◆ WORK REQUEST
Begin with the line containing "Expected: for every instance of the beige" and reproduce it and all later lines exactly, through the last line of the records. Add nothing else.
☆ ☆ ☆
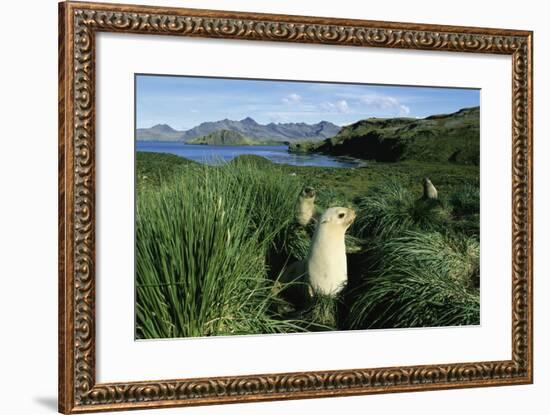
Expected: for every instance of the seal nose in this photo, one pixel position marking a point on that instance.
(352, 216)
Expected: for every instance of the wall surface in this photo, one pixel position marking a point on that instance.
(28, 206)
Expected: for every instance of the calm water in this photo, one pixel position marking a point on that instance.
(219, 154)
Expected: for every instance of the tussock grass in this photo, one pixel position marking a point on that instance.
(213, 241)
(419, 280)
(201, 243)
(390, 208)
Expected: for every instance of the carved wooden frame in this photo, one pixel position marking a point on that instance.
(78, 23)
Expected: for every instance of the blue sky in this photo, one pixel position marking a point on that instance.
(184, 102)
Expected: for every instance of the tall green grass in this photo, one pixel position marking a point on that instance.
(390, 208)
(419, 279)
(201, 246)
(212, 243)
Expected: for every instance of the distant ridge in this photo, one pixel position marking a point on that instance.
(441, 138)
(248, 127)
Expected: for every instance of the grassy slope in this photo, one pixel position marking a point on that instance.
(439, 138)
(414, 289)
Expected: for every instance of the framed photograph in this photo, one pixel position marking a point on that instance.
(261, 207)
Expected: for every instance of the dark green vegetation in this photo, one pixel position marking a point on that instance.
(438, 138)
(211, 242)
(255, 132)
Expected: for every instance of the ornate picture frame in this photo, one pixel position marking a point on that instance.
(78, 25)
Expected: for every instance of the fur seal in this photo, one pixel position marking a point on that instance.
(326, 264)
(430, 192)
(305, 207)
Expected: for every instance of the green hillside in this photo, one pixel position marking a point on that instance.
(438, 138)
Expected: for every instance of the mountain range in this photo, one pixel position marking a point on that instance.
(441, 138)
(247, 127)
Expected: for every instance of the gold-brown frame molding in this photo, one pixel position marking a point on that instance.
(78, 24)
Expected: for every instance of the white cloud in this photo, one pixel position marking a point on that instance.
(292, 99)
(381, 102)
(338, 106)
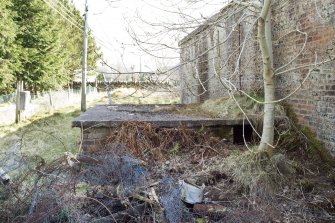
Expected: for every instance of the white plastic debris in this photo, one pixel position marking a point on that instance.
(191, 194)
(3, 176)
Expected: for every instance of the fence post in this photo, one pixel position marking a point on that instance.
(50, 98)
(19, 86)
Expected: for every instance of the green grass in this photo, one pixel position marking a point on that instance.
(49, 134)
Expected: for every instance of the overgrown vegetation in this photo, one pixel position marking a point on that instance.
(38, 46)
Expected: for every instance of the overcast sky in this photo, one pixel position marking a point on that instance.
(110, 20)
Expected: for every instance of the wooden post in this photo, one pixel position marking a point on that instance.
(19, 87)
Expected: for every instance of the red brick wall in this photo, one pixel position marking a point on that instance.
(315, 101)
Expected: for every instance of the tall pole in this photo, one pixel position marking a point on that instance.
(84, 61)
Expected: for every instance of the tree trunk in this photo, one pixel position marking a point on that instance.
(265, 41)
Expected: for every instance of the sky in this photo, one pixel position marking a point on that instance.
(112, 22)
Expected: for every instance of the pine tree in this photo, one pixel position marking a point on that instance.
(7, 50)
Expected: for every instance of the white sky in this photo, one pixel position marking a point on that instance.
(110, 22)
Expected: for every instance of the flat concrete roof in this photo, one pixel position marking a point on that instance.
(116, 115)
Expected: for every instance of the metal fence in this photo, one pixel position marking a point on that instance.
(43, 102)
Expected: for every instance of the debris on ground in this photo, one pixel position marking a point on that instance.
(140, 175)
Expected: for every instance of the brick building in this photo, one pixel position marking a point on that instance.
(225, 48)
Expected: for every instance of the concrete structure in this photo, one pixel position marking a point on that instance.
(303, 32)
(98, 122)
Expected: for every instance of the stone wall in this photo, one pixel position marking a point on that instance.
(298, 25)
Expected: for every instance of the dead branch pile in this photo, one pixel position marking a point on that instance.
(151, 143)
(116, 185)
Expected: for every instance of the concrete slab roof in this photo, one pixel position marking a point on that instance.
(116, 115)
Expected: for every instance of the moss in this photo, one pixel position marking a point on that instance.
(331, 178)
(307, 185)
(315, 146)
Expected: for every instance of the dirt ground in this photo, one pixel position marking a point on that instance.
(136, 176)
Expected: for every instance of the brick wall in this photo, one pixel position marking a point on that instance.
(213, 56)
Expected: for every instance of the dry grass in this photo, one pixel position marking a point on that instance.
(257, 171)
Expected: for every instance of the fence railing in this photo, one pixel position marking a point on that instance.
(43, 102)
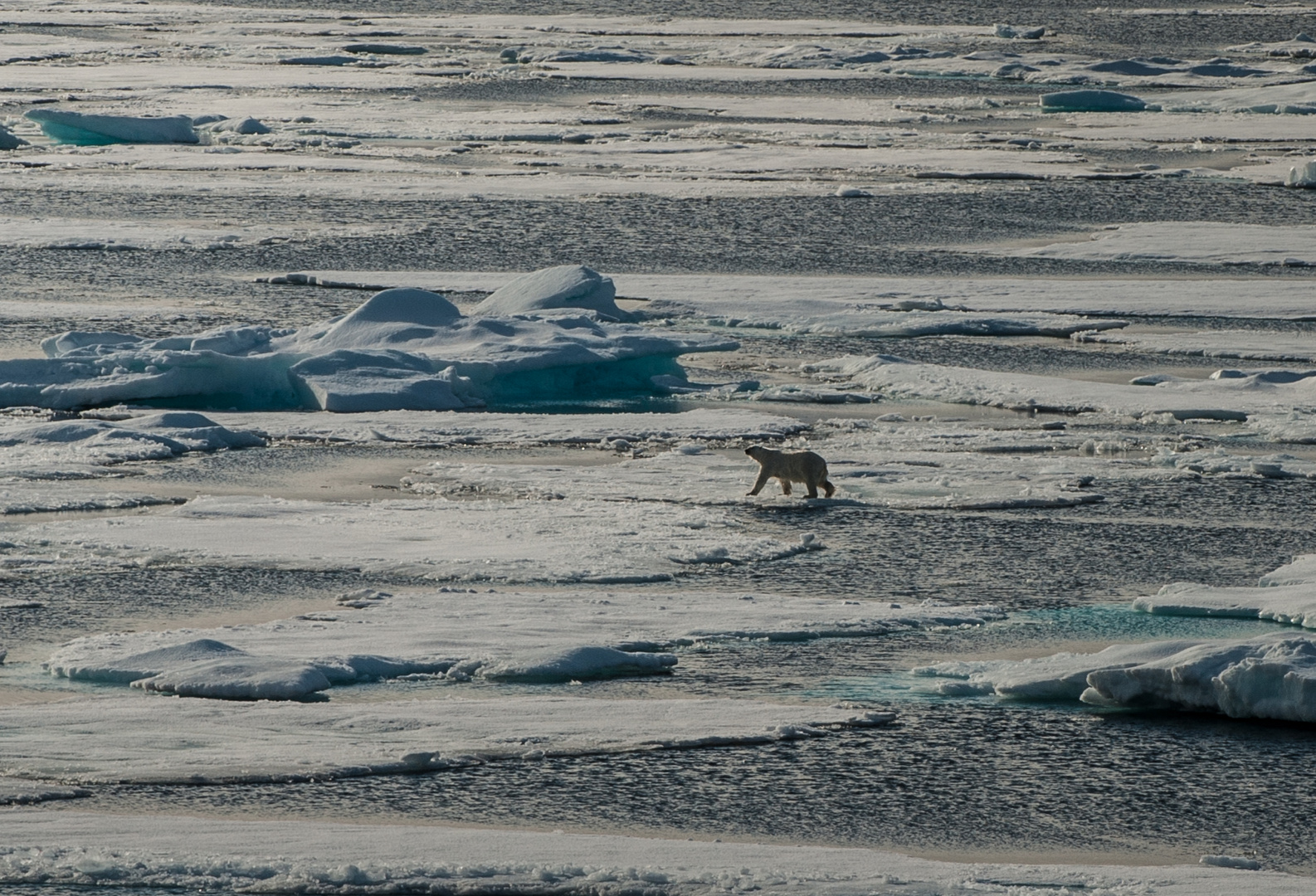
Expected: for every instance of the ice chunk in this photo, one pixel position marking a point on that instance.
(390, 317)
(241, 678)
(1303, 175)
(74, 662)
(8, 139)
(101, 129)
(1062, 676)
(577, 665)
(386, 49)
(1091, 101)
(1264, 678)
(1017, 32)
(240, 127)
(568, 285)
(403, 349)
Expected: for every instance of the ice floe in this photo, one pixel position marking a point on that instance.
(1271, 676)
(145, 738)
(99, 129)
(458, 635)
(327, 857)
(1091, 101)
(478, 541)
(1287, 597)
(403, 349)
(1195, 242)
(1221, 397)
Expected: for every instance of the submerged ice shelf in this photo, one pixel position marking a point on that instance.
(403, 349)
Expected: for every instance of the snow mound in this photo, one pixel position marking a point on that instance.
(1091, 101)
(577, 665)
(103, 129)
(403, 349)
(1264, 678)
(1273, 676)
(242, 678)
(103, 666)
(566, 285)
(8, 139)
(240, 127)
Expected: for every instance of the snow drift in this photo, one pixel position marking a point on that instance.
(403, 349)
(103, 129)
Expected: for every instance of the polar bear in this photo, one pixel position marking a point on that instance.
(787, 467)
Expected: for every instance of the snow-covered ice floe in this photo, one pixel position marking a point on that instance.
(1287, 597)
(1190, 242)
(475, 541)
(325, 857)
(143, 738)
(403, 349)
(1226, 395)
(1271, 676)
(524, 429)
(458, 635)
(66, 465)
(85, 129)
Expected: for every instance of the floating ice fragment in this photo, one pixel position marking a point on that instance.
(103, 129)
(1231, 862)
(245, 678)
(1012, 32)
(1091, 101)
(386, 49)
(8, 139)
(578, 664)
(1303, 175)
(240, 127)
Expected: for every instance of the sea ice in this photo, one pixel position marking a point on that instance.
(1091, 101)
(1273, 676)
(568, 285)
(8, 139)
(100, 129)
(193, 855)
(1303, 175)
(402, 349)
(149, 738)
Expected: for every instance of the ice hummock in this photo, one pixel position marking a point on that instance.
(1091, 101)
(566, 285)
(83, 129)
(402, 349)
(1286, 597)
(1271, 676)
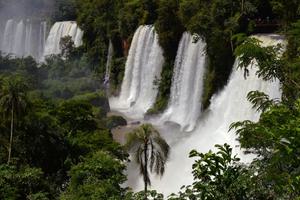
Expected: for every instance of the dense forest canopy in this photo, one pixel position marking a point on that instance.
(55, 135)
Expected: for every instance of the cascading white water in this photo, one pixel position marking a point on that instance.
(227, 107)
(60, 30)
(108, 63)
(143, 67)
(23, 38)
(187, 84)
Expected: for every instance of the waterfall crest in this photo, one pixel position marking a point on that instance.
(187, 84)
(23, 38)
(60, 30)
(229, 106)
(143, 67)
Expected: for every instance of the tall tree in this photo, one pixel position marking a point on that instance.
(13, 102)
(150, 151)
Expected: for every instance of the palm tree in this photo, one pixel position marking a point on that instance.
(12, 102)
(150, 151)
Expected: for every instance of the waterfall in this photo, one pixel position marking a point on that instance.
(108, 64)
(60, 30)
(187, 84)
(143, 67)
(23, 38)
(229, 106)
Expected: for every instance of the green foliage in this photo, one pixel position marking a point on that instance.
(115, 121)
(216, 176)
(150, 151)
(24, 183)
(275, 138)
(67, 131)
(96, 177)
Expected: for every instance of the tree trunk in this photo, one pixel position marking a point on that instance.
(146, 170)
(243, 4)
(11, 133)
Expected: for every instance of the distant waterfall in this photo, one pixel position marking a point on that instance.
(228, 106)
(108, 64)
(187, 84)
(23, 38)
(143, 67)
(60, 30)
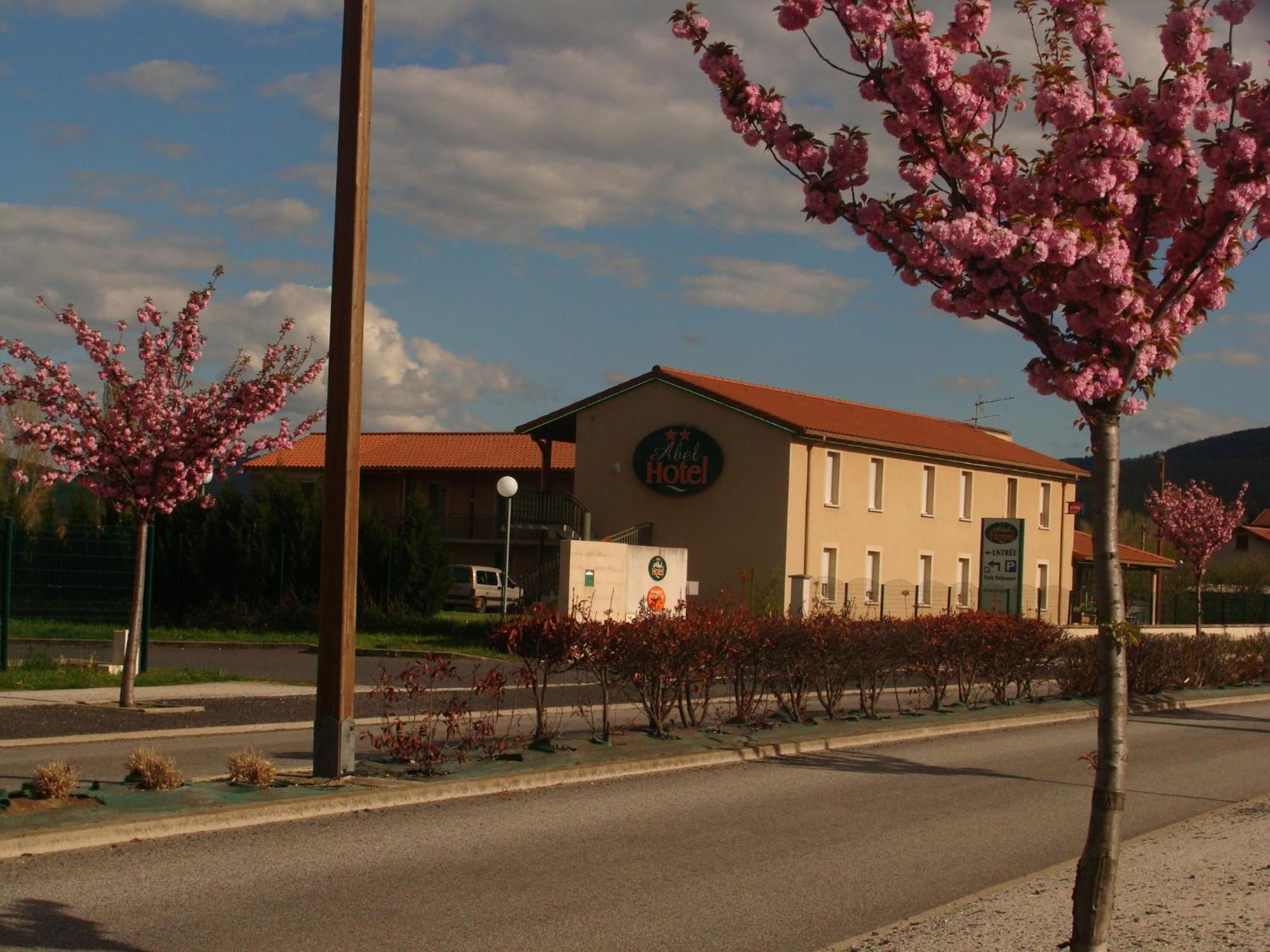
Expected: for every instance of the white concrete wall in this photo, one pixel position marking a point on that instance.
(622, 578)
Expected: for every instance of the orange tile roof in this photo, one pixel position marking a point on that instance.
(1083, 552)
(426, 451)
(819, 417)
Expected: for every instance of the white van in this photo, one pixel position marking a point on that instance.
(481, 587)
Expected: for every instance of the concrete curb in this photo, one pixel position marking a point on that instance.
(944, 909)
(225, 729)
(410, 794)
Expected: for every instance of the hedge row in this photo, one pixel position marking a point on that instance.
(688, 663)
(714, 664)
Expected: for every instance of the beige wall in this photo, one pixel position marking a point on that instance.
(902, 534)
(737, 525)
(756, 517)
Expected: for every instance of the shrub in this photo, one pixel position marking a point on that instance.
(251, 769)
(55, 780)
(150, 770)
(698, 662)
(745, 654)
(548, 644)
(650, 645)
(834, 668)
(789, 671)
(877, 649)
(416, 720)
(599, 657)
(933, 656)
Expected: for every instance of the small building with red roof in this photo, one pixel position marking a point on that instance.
☆ ☆ ☆
◆ EXERCISE ANSWER
Expected: for every instance of the beige wall in this photo, one pixel position marking a point on that instance.
(902, 534)
(737, 525)
(756, 517)
Expected: for every instance of the shrub in this photo, one pixel position marking a point on that instance.
(251, 769)
(55, 780)
(150, 770)
(698, 662)
(745, 654)
(548, 644)
(650, 645)
(834, 668)
(789, 671)
(877, 649)
(416, 720)
(599, 657)
(933, 656)
Expected: for every instance of the small building with red roof in this photo, one pixel position marking a point on that instance.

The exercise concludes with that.